━━ Recorded data

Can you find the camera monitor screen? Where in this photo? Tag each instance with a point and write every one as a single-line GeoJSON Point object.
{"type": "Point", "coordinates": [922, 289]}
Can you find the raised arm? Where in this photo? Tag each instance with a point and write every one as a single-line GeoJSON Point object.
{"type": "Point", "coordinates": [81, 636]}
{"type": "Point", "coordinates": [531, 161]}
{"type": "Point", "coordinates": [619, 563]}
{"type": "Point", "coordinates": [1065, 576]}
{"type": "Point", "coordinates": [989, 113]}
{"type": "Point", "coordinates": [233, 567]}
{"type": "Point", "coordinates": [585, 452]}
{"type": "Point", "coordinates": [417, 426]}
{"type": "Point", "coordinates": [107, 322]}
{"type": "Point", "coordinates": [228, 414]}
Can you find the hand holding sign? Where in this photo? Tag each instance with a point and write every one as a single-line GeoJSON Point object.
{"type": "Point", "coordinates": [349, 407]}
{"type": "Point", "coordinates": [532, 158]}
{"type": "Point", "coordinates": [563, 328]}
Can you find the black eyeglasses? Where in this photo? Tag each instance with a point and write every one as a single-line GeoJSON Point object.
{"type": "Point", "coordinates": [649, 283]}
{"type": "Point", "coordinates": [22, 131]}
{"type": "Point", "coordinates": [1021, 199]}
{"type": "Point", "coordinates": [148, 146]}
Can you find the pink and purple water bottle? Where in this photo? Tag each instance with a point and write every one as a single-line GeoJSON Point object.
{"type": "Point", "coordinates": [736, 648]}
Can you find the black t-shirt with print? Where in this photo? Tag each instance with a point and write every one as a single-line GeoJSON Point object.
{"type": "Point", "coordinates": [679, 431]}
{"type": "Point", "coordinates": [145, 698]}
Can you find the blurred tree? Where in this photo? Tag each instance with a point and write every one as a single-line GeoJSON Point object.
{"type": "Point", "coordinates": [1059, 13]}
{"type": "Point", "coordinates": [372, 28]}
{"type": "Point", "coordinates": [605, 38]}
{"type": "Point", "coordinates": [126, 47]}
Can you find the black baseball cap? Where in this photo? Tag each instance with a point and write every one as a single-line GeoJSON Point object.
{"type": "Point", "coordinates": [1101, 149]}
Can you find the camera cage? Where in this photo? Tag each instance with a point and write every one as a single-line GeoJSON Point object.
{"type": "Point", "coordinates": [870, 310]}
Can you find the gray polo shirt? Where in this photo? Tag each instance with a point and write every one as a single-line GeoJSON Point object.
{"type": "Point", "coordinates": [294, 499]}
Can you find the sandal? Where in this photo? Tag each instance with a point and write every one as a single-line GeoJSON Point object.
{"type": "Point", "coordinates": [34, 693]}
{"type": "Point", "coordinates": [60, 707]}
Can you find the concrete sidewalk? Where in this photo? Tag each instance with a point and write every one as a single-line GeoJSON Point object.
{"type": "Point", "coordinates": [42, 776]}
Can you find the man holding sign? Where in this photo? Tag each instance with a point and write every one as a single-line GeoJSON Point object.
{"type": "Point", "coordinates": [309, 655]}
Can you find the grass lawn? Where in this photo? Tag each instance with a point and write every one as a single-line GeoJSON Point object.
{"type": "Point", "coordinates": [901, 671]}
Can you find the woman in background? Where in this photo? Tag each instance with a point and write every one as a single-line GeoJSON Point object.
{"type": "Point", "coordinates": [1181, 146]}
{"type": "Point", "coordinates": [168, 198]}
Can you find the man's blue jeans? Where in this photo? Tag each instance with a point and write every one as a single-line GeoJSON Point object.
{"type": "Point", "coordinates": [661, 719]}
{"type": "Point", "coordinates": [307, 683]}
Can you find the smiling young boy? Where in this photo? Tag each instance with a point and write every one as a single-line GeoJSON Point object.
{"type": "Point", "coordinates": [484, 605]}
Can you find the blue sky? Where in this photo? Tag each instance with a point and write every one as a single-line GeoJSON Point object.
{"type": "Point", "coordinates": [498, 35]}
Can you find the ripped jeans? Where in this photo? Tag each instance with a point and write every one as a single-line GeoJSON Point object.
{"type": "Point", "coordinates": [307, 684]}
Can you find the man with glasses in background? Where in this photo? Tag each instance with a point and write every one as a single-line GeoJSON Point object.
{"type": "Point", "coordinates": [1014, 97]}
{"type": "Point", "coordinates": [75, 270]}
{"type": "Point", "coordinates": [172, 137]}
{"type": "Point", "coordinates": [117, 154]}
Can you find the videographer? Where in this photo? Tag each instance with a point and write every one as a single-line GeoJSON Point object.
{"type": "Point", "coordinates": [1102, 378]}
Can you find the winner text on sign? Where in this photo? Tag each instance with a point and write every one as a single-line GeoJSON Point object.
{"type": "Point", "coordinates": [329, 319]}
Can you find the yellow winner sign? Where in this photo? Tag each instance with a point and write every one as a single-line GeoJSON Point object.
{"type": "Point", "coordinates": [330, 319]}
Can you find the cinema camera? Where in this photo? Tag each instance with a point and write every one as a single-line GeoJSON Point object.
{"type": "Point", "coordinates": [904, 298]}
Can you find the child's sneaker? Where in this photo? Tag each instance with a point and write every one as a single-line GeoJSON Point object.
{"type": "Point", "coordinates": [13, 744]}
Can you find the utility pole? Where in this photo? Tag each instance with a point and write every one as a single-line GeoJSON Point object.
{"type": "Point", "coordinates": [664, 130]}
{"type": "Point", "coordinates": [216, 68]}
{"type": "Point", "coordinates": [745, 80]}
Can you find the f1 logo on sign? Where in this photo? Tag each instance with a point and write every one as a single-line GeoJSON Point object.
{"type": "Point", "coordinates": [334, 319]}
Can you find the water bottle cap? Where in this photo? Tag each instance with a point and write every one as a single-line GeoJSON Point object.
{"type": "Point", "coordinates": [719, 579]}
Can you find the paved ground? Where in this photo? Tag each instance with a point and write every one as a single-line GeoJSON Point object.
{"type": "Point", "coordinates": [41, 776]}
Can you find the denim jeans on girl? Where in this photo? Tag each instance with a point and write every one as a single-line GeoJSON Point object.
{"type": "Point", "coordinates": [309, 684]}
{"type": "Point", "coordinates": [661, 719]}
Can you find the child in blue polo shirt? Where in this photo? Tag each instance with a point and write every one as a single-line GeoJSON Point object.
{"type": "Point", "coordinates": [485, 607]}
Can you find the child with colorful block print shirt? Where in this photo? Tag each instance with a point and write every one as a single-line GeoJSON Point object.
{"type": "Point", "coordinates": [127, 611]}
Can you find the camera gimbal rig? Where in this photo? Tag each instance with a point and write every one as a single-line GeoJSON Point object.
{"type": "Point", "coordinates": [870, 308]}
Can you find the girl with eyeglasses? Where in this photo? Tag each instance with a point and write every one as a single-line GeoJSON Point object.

━━━━

■ **Task objective**: Nothing is to be left out: set down all the records again exactly.

■ **Exercise result**:
Can you find the camera monitor screen? Where in this photo? Tag each instance with a point and write every one as a single-line GeoJSON Point object.
{"type": "Point", "coordinates": [922, 289]}
Can you find the raised arm? Where in this photo? Tag each instance with a point and write every one as a single-line GeoJSON Point object.
{"type": "Point", "coordinates": [81, 636]}
{"type": "Point", "coordinates": [531, 161]}
{"type": "Point", "coordinates": [619, 563]}
{"type": "Point", "coordinates": [1065, 576]}
{"type": "Point", "coordinates": [989, 113]}
{"type": "Point", "coordinates": [233, 567]}
{"type": "Point", "coordinates": [585, 452]}
{"type": "Point", "coordinates": [417, 426]}
{"type": "Point", "coordinates": [107, 322]}
{"type": "Point", "coordinates": [228, 414]}
Can you find the hand holding sign? Where in this photo? Tag each instance with a point and write every one as a single-line GeoJSON Point object.
{"type": "Point", "coordinates": [349, 407]}
{"type": "Point", "coordinates": [532, 158]}
{"type": "Point", "coordinates": [563, 328]}
Can you find the black eyeglasses? Where in this photo? Tag each instance with a point and write every one as a single-line GeoJSON Point object.
{"type": "Point", "coordinates": [649, 283]}
{"type": "Point", "coordinates": [22, 131]}
{"type": "Point", "coordinates": [1021, 199]}
{"type": "Point", "coordinates": [148, 146]}
Can you find the pink and purple water bottle? Where in this photo? Tag each instance with a point and write every one as a single-line GeoJSON Point object.
{"type": "Point", "coordinates": [736, 648]}
Can you find the black t-shirt with print? Where in this photo? Tag each instance with a point and write every one as a single-line GeoJSON Point object.
{"type": "Point", "coordinates": [679, 431]}
{"type": "Point", "coordinates": [145, 698]}
Can you find the blurred tree? Where in this photo? Tag each instance with a point and write every one as a single-line GeoJSON Point object.
{"type": "Point", "coordinates": [1059, 13]}
{"type": "Point", "coordinates": [372, 28]}
{"type": "Point", "coordinates": [605, 38]}
{"type": "Point", "coordinates": [126, 47]}
Can you find the black baseball cap? Where in this photo? Tag each instance with a point and write every one as a single-line GeoJSON Point object.
{"type": "Point", "coordinates": [1101, 149]}
Can you find the camera cage? Where in this photo? Tag each instance with a point and write every one as a single-line GeoJSON Point object.
{"type": "Point", "coordinates": [870, 310]}
Can you find the gray polo shirt? Where in this photo? Tag each instance with a point and write every one as a single-line GeoJSON Point object.
{"type": "Point", "coordinates": [294, 499]}
Can you find the sandal? Where in this photo? Tag each instance with a point and write every one as a single-line GeoJSON Point object.
{"type": "Point", "coordinates": [34, 693]}
{"type": "Point", "coordinates": [60, 707]}
Can you find the concrete sidewalk? Where in this photo? Tag each instance with a point and write every one as a single-line GeoJSON Point object.
{"type": "Point", "coordinates": [42, 776]}
Can you find the man holding sign? Where in this photo? Tag each instance with a point and write every one as a single-line GeoJSON Point object.
{"type": "Point", "coordinates": [309, 655]}
Can you find the grass lawn? Where in this photo? Tag each instance with a point and write every one as a single-line GeoJSON Point object.
{"type": "Point", "coordinates": [901, 671]}
Can you find the woman in background? Where in this photo? Tag each instance with a point and write every one as a single-line GeoJSON Point object.
{"type": "Point", "coordinates": [1181, 146]}
{"type": "Point", "coordinates": [168, 198]}
Can you find the man's blue jeans? Where in this photo? Tag each instance with a point and write every one as a single-line GeoJSON Point object.
{"type": "Point", "coordinates": [661, 719]}
{"type": "Point", "coordinates": [307, 683]}
Can you find the smiling young boy? Where in this photo? Tag each instance with a point and write every one as a single-line GeoJSON Point object.
{"type": "Point", "coordinates": [484, 605]}
Can you find the blue sky? Where in this photo? Tag each instance with a point and write every one as a single-line GeoJSON Point object.
{"type": "Point", "coordinates": [498, 35]}
Can you find the ripped jeans? Where in this photo? Tag each instance with a point and write every one as a single-line GeoJSON Point object.
{"type": "Point", "coordinates": [307, 684]}
Can you find the man with glasses in background? Where in this photo? Tag each instance with a point and write every one as a single-line GeoJSON Point object.
{"type": "Point", "coordinates": [1014, 97]}
{"type": "Point", "coordinates": [75, 270]}
{"type": "Point", "coordinates": [172, 137]}
{"type": "Point", "coordinates": [117, 154]}
Can you find the videographer? Where in this photo? Tag each instance with a point and write every one as a single-line GeoJSON Point object.
{"type": "Point", "coordinates": [1102, 378]}
Can you find the winner text on sign? Where in this photo? Tag each instance with a point and write every one as a single-line GeoJSON Point object.
{"type": "Point", "coordinates": [329, 319]}
Can you find the yellow winner sign? Where in this photo? Tag each instance with a point and write every one as a single-line GeoJSON Point object.
{"type": "Point", "coordinates": [330, 319]}
Can you find the cinema camera? Where in this photo? Tag each instance with a point and write every one as a single-line GeoJSON Point object.
{"type": "Point", "coordinates": [904, 298]}
Can you find the child's sneaker? Where in this photo? Tag each instance with a point and write every one as a single-line GeoJSON Point object.
{"type": "Point", "coordinates": [13, 744]}
Can you find the utility pole? Where in this photo? Tag each instance with a point and write every one as a single-line GeoJSON Point object.
{"type": "Point", "coordinates": [664, 130]}
{"type": "Point", "coordinates": [216, 68]}
{"type": "Point", "coordinates": [745, 80]}
Can you find the f1 logo on sign? Where in this photo? Tag each instance with a point and write every one as a single-line GeoJSON Point object.
{"type": "Point", "coordinates": [334, 319]}
Can you find the water bottle cap? Where in this photo? Tag each instance with a point and write every one as a single-line GeoJSON Point object.
{"type": "Point", "coordinates": [719, 579]}
Can you find the paved ground? Where in this photo? Tag each instance with a point and write every one as a single-line GeoJSON Point object.
{"type": "Point", "coordinates": [41, 776]}
Can you find the denim jeans on girl? Where in this photo? Tag each instance with a point and write every one as a single-line GeoJSON Point object.
{"type": "Point", "coordinates": [309, 684]}
{"type": "Point", "coordinates": [661, 719]}
Can you find the child in blue polo shirt? Where in this photo? Tag each instance with a point and write every one as a single-line GeoJSON Point object.
{"type": "Point", "coordinates": [485, 607]}
Can you find the child with colorful block print shirt? Where in this photo? Tag each instance with a point and write every one as a single-line GeoJSON Point object.
{"type": "Point", "coordinates": [127, 611]}
Can you find the camera gimbal rig? Where in this photo? Tag each instance with a point and write every one as a single-line GeoJSON Point object.
{"type": "Point", "coordinates": [870, 308]}
Can you find the girl with eyeglasses? Where in this photo? Tag each instance with a point and write every one as a single-line GeoJSON Point object.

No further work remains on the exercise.